**ARTICLE**

There must’ve been high demand for the masks.

The price is fairly reasonable now, but I think people were reluctant at first because of the price. Then people started hoarding masks through this opportunity, especially foreigners who would buy a lot, wear them and send me pictures through Instagram. The masks are now sold out and exporting them is not legal [in South Korea] anymore.

Why did you start wearing masks?

Because I like punk culture and riding motorcycles, I started making and wearing leather masks ever since I was young. I grew used to wearing masks when I moved to Japan to study abroad. Masks are not unusual in Japan, as Japanese people hate doing harm to others. I wore them every day, also because I have weak lungs. I didn’t mind when people questioned if my masks were for show or not. The reason I punched holes in them was because it felt stuffy. I would have an itchy nose and also needed to drink. So one day, I started making holes in my mask so I could drink with a straw. Honestly, there is no special reason for wearing masks. I am planning to restart production once the situation gets better.

“It means that the 1% that do what they want gets to take everything.”

When did you first appear in public as Bajowoo?

**GIVEN INSTRUCTION 1**
Rewrite the records from the line with "Where can you find the metal bar" through the end of the records. Keep the requests and multiply every coordinate in the answers by 0.65, rounding to whole numbers with halves rounded up, and leave out the picture lines.

Labeled-object pointing entries
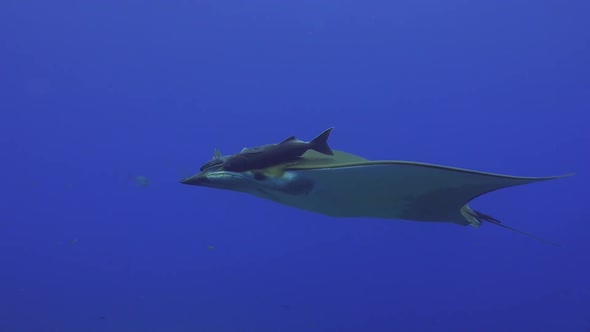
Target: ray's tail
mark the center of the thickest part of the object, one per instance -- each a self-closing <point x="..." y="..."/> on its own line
<point x="476" y="218"/>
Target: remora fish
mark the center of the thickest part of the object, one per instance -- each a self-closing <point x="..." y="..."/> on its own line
<point x="346" y="185"/>
<point x="273" y="154"/>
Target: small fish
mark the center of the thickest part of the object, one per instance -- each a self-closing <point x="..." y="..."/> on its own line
<point x="273" y="154"/>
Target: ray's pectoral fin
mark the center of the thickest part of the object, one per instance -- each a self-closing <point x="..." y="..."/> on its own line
<point x="476" y="218"/>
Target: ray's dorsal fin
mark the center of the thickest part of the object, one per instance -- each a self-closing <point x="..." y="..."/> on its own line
<point x="289" y="139"/>
<point x="481" y="217"/>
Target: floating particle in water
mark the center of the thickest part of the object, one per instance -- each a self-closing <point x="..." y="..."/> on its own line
<point x="141" y="180"/>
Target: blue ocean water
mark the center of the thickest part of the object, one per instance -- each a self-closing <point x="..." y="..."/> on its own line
<point x="105" y="106"/>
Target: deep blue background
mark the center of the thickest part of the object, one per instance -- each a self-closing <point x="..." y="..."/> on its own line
<point x="95" y="94"/>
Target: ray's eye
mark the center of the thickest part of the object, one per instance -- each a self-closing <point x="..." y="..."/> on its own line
<point x="259" y="176"/>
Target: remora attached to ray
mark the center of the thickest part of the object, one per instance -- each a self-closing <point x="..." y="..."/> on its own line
<point x="346" y="185"/>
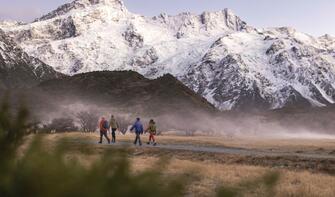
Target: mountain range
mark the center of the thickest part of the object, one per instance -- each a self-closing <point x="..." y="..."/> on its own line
<point x="216" y="54"/>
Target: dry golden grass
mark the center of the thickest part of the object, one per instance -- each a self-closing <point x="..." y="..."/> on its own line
<point x="211" y="174"/>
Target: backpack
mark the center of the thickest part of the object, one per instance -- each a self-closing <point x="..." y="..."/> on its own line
<point x="106" y="125"/>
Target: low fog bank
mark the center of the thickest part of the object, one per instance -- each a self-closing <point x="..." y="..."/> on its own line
<point x="187" y="121"/>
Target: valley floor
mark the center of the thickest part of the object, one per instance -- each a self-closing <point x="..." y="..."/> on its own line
<point x="306" y="167"/>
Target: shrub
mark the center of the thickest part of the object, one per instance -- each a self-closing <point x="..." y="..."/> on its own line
<point x="62" y="125"/>
<point x="88" y="121"/>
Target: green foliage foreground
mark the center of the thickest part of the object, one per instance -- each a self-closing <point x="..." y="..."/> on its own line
<point x="40" y="172"/>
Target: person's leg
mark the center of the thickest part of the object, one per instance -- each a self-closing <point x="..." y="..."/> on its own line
<point x="100" y="137"/>
<point x="149" y="139"/>
<point x="113" y="135"/>
<point x="106" y="136"/>
<point x="136" y="138"/>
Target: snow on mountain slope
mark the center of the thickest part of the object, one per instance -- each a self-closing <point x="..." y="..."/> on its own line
<point x="18" y="69"/>
<point x="216" y="54"/>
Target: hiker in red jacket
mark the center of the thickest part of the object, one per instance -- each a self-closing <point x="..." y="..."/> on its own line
<point x="103" y="126"/>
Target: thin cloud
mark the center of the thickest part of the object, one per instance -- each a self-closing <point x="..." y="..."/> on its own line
<point x="25" y="14"/>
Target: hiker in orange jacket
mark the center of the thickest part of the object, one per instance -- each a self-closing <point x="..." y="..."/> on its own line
<point x="103" y="126"/>
<point x="152" y="132"/>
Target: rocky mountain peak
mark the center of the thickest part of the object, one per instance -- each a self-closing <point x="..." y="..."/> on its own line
<point x="82" y="5"/>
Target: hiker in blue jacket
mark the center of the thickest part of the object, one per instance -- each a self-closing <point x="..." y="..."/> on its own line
<point x="138" y="126"/>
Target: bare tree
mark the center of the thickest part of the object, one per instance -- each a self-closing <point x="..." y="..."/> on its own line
<point x="88" y="121"/>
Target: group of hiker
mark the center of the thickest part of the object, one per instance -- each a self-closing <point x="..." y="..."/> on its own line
<point x="113" y="126"/>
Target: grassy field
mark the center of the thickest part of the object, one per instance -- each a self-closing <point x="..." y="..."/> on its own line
<point x="212" y="171"/>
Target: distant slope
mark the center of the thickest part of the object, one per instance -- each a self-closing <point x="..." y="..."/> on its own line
<point x="128" y="90"/>
<point x="18" y="69"/>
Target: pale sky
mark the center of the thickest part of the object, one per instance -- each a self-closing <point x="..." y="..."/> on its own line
<point x="315" y="17"/>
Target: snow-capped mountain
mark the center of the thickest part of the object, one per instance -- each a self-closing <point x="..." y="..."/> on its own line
<point x="216" y="54"/>
<point x="18" y="69"/>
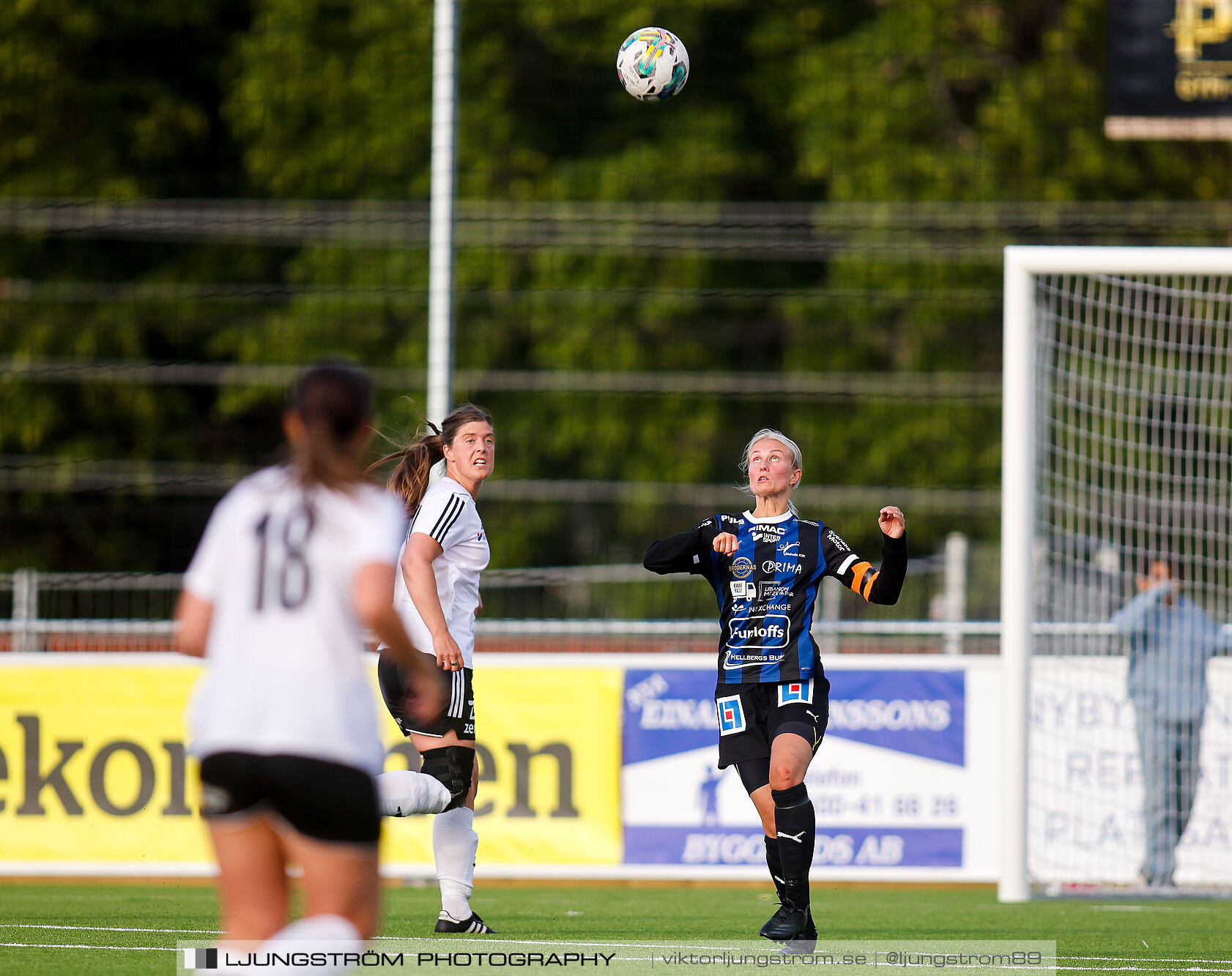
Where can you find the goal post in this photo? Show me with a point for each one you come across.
(1116, 447)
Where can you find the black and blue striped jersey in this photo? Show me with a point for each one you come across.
(769, 587)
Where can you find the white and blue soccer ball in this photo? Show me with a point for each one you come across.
(652, 64)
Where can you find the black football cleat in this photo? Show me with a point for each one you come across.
(473, 925)
(787, 923)
(805, 943)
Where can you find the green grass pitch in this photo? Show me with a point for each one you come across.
(108, 928)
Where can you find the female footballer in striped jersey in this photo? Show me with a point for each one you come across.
(294, 560)
(773, 697)
(437, 597)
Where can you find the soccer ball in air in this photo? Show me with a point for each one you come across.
(652, 64)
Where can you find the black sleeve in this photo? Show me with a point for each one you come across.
(876, 586)
(683, 553)
(888, 584)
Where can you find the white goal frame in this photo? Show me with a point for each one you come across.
(1023, 264)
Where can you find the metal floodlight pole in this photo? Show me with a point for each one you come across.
(440, 254)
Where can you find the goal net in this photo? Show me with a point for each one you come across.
(1118, 569)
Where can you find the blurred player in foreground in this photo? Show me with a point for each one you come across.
(437, 597)
(294, 560)
(773, 697)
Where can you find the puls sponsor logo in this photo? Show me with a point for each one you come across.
(774, 565)
(894, 715)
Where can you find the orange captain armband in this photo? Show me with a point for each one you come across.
(867, 585)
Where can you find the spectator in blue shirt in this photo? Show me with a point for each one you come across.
(1170, 641)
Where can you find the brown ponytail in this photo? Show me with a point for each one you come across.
(409, 478)
(334, 401)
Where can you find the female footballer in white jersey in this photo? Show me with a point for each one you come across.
(294, 560)
(437, 597)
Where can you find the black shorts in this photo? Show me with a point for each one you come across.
(321, 799)
(751, 717)
(459, 713)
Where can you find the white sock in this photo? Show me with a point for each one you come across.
(321, 934)
(402, 793)
(455, 844)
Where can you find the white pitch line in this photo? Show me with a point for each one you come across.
(64, 945)
(628, 959)
(1141, 965)
(108, 928)
(1139, 959)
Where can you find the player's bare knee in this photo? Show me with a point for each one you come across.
(784, 775)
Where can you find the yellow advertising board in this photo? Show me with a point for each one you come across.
(94, 768)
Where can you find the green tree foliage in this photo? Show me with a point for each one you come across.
(825, 103)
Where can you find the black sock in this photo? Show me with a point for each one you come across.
(774, 864)
(796, 826)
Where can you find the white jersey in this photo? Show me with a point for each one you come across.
(285, 667)
(449, 516)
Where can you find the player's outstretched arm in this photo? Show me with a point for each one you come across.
(876, 586)
(888, 582)
(674, 554)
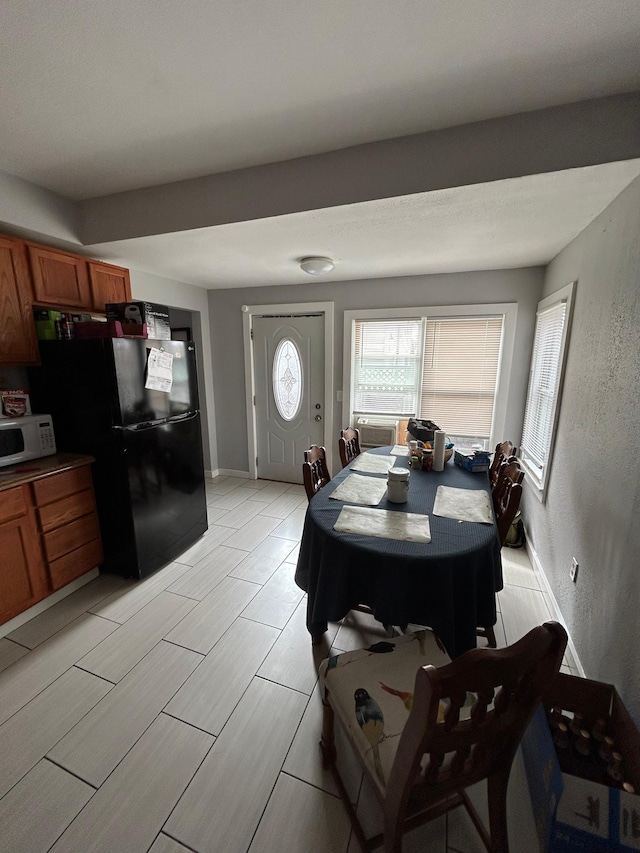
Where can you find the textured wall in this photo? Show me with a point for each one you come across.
(521, 285)
(593, 502)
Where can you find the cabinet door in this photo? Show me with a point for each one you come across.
(59, 279)
(18, 343)
(22, 579)
(108, 284)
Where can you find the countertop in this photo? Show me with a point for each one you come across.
(36, 469)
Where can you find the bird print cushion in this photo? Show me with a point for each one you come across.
(372, 692)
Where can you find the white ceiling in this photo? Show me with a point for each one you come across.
(99, 98)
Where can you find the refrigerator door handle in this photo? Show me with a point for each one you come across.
(188, 417)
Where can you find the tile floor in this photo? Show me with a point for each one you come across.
(181, 713)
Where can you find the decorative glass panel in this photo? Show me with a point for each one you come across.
(287, 379)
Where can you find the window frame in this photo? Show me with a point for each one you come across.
(508, 310)
(535, 476)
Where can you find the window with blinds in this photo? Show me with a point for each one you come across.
(386, 366)
(461, 360)
(545, 377)
(442, 368)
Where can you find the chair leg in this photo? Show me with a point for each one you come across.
(497, 802)
(327, 744)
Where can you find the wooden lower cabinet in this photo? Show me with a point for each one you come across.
(68, 524)
(49, 536)
(23, 577)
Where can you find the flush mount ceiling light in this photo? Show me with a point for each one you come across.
(316, 266)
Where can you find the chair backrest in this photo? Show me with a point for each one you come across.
(489, 696)
(349, 444)
(505, 451)
(315, 473)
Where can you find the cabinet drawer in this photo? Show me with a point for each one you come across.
(65, 539)
(12, 504)
(66, 569)
(58, 486)
(68, 509)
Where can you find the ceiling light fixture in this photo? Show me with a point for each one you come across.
(316, 266)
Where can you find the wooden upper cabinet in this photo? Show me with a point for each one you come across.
(108, 284)
(18, 343)
(59, 279)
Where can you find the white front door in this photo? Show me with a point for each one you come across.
(288, 356)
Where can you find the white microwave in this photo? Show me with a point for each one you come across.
(28, 437)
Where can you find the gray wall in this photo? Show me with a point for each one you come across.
(592, 509)
(522, 286)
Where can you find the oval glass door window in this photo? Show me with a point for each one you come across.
(287, 379)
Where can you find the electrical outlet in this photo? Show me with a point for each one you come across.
(573, 571)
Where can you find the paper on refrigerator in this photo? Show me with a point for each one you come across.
(159, 370)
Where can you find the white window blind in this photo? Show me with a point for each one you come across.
(386, 368)
(462, 355)
(544, 387)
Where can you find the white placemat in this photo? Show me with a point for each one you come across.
(463, 504)
(360, 490)
(373, 464)
(400, 450)
(384, 523)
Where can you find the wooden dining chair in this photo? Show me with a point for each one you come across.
(424, 729)
(505, 450)
(349, 445)
(315, 474)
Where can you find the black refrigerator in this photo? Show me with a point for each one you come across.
(132, 404)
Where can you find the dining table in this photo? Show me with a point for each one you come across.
(448, 583)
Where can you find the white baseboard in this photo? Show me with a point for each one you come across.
(557, 613)
(41, 606)
(228, 472)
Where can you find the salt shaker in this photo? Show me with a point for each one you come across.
(398, 485)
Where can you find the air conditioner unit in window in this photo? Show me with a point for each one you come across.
(376, 433)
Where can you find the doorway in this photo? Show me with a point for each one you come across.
(289, 386)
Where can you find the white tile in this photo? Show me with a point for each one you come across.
(129, 810)
(252, 534)
(31, 732)
(209, 696)
(10, 653)
(164, 844)
(198, 582)
(40, 668)
(291, 527)
(229, 501)
(100, 741)
(517, 569)
(224, 485)
(300, 818)
(209, 619)
(46, 624)
(214, 536)
(293, 555)
(277, 599)
(241, 515)
(49, 792)
(136, 594)
(121, 651)
(293, 661)
(284, 504)
(239, 772)
(263, 560)
(522, 609)
(270, 492)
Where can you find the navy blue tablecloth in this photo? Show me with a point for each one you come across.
(448, 584)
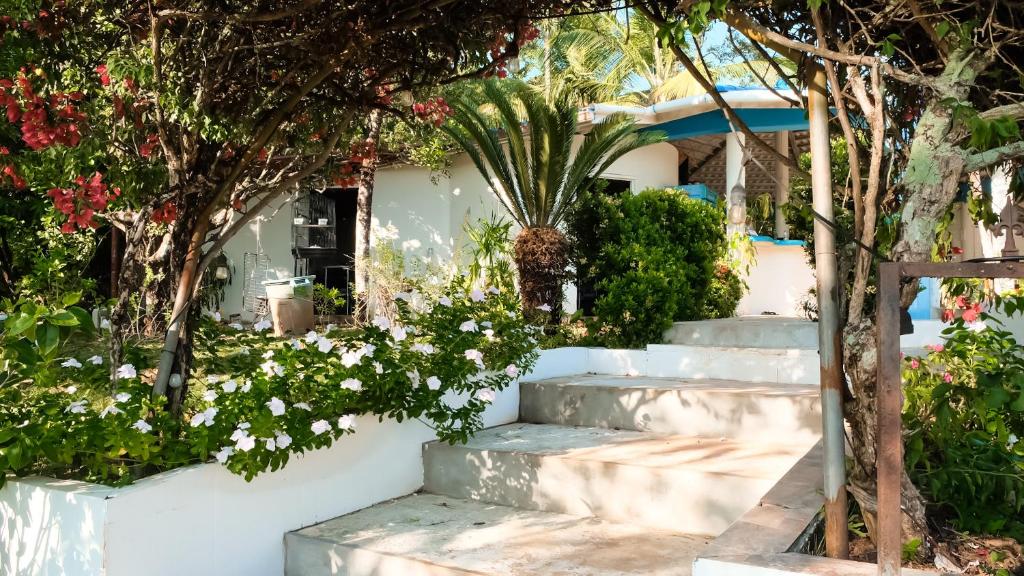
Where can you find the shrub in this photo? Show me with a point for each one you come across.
(256, 400)
(653, 258)
(965, 418)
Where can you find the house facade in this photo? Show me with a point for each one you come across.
(423, 214)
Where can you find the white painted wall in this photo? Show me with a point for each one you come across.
(204, 520)
(425, 218)
(777, 282)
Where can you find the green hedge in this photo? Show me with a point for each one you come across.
(653, 259)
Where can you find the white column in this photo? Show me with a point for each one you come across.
(781, 183)
(735, 183)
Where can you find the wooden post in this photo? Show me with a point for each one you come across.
(829, 347)
(890, 441)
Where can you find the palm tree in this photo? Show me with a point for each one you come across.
(525, 150)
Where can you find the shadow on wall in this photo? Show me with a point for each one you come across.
(51, 532)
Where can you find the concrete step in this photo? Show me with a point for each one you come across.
(788, 366)
(429, 535)
(684, 484)
(745, 331)
(708, 408)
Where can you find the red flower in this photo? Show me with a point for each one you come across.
(104, 77)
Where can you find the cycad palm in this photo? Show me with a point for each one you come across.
(536, 173)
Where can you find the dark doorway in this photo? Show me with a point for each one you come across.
(587, 292)
(327, 251)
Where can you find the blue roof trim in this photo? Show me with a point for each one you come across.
(715, 122)
(777, 241)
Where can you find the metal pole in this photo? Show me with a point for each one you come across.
(890, 441)
(829, 350)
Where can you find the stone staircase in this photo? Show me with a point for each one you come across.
(602, 475)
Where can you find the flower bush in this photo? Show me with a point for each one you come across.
(259, 400)
(653, 258)
(964, 414)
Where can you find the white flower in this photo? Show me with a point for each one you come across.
(423, 348)
(246, 443)
(320, 426)
(346, 422)
(414, 376)
(476, 356)
(270, 368)
(276, 406)
(351, 384)
(224, 454)
(324, 344)
(284, 441)
(350, 358)
(204, 417)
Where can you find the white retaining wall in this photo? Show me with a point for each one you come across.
(204, 520)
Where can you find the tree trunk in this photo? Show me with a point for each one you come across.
(364, 213)
(930, 181)
(541, 256)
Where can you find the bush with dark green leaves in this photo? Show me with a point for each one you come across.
(964, 414)
(653, 259)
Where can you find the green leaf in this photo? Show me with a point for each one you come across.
(19, 324)
(84, 319)
(47, 338)
(71, 298)
(62, 318)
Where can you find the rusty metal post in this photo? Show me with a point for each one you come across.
(890, 441)
(829, 348)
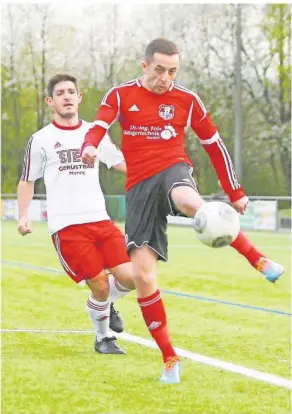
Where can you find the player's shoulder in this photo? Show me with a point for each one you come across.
(134, 83)
(42, 133)
(183, 90)
(86, 125)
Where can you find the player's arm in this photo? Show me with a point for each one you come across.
(32, 170)
(25, 192)
(111, 155)
(106, 115)
(213, 144)
(122, 167)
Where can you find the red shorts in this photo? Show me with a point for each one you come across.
(85, 250)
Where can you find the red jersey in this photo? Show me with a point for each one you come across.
(153, 131)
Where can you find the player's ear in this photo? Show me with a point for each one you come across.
(49, 100)
(144, 66)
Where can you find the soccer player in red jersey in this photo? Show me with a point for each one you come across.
(154, 112)
(86, 240)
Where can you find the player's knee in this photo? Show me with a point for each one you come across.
(186, 200)
(144, 275)
(99, 286)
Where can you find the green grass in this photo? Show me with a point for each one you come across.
(61, 374)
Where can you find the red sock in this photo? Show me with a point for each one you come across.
(245, 247)
(154, 315)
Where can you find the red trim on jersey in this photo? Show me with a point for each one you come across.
(67, 128)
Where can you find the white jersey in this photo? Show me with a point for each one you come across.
(73, 190)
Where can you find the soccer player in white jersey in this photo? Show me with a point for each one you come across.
(86, 240)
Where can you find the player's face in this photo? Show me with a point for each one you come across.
(160, 72)
(65, 99)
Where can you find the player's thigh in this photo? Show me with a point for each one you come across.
(180, 187)
(78, 254)
(112, 246)
(142, 203)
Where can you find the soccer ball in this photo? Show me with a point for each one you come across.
(216, 224)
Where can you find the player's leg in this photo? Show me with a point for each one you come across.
(113, 248)
(81, 260)
(116, 291)
(147, 242)
(98, 308)
(184, 197)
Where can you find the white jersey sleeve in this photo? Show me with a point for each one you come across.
(109, 153)
(33, 165)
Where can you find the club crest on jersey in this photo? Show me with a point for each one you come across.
(166, 112)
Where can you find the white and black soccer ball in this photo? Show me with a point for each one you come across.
(216, 224)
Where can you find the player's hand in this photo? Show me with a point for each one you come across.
(89, 155)
(24, 226)
(241, 204)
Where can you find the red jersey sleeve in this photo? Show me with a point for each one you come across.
(202, 124)
(106, 115)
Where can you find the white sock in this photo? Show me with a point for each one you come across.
(116, 289)
(99, 314)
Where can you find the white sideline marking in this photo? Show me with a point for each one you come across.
(200, 246)
(226, 366)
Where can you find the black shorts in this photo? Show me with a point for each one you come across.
(149, 203)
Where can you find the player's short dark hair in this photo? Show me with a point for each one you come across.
(62, 77)
(160, 45)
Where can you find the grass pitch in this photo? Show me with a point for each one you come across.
(59, 373)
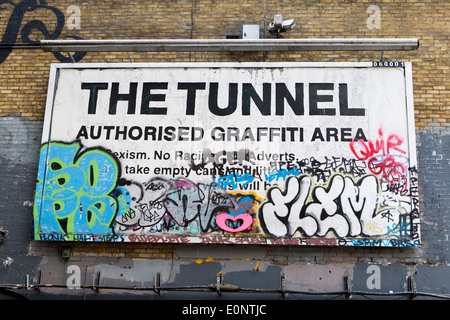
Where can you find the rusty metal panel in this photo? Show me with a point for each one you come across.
(257, 153)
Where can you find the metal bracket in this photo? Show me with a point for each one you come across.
(219, 284)
(411, 286)
(347, 287)
(96, 281)
(283, 285)
(157, 282)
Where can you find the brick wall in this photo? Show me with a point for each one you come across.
(25, 71)
(23, 90)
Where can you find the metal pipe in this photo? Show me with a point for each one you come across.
(230, 288)
(190, 45)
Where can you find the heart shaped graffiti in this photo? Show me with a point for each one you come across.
(222, 219)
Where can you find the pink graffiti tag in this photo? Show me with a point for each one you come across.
(372, 148)
(222, 219)
(380, 156)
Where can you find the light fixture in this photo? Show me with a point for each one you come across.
(279, 25)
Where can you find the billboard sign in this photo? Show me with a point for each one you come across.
(249, 153)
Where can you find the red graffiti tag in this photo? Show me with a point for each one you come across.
(381, 156)
(364, 151)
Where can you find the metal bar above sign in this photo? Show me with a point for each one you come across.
(186, 45)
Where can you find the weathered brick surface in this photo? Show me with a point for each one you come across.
(23, 90)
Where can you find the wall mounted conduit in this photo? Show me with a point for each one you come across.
(220, 288)
(204, 45)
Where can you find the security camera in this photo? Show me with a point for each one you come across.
(279, 25)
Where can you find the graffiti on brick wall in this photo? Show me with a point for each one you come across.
(80, 195)
(17, 21)
(153, 158)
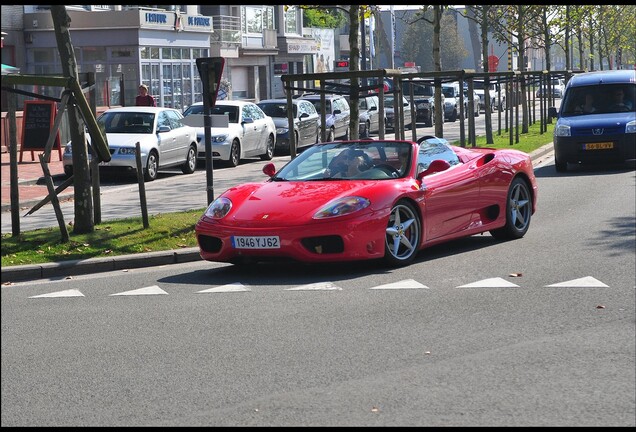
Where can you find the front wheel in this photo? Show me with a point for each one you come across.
(403, 234)
(152, 166)
(518, 212)
(190, 164)
(235, 154)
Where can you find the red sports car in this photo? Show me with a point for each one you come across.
(367, 199)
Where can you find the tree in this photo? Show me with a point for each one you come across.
(83, 200)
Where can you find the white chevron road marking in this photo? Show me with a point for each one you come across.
(151, 290)
(65, 293)
(490, 283)
(587, 281)
(319, 286)
(233, 287)
(405, 284)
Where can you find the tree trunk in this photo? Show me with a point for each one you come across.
(354, 65)
(484, 54)
(437, 60)
(84, 222)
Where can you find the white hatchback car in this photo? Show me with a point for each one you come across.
(250, 132)
(164, 140)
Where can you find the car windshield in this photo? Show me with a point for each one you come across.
(419, 89)
(351, 160)
(231, 111)
(127, 122)
(599, 99)
(193, 109)
(276, 109)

**GIVEN INSTRUCTION 2**
Answer these questions using the interview about masks.
(a) To which country did the speaker move to study abroad?
(b) Through which platform did foreigners send the speaker pictures?
(c) What did the holes in the mask let the speaker drink with?

**CORRECT RESPONSE 1**
Where can you find the metal bar above sign in this photo? Show me with a point for each one you come across.
(121, 29)
Where can you find the weathered brick surface in this photo? Show me with a point for each one you come across.
(15, 59)
Where can you find the wall mounted conduit in this photo? Show me with a point for each one you come across.
(143, 187)
(133, 29)
Where can you find the security camera in this photo? Show me with a point for each one you come across.
(181, 16)
Where can you find the graffiti on brick wall in this photo? Show me with a point for each one you come across.
(52, 127)
(11, 14)
(99, 103)
Where can you find the front wheel in this photo? Show me with a point for each one you come across.
(262, 152)
(99, 108)
(337, 138)
(124, 107)
(153, 100)
Where can you find the red sports car in this photo? Show me with a point for each one you come across.
(239, 129)
Where can you find the tree in this photo? Show me with a point for each one you come across.
(54, 130)
Where can you find the white chevron road marking in this photo? Show me with a point for each one you come across.
(98, 189)
(42, 190)
(319, 184)
(382, 183)
(207, 186)
(151, 187)
(263, 185)
Where can you find the tree trunk in this photo? Show me with a point for each one you come across.
(230, 42)
(315, 35)
(284, 39)
(55, 144)
Where can you find the white hatchback car in this photo? Show me with a point for each one you come across.
(163, 86)
(107, 91)
Where can you find the car windshield in this photo? Show me with a point for each one you come across.
(272, 58)
(228, 104)
(150, 72)
(83, 79)
(389, 64)
(125, 71)
(179, 71)

**CORRECT RESPONSE 2**
(a) Japan
(b) Instagram
(c) A straw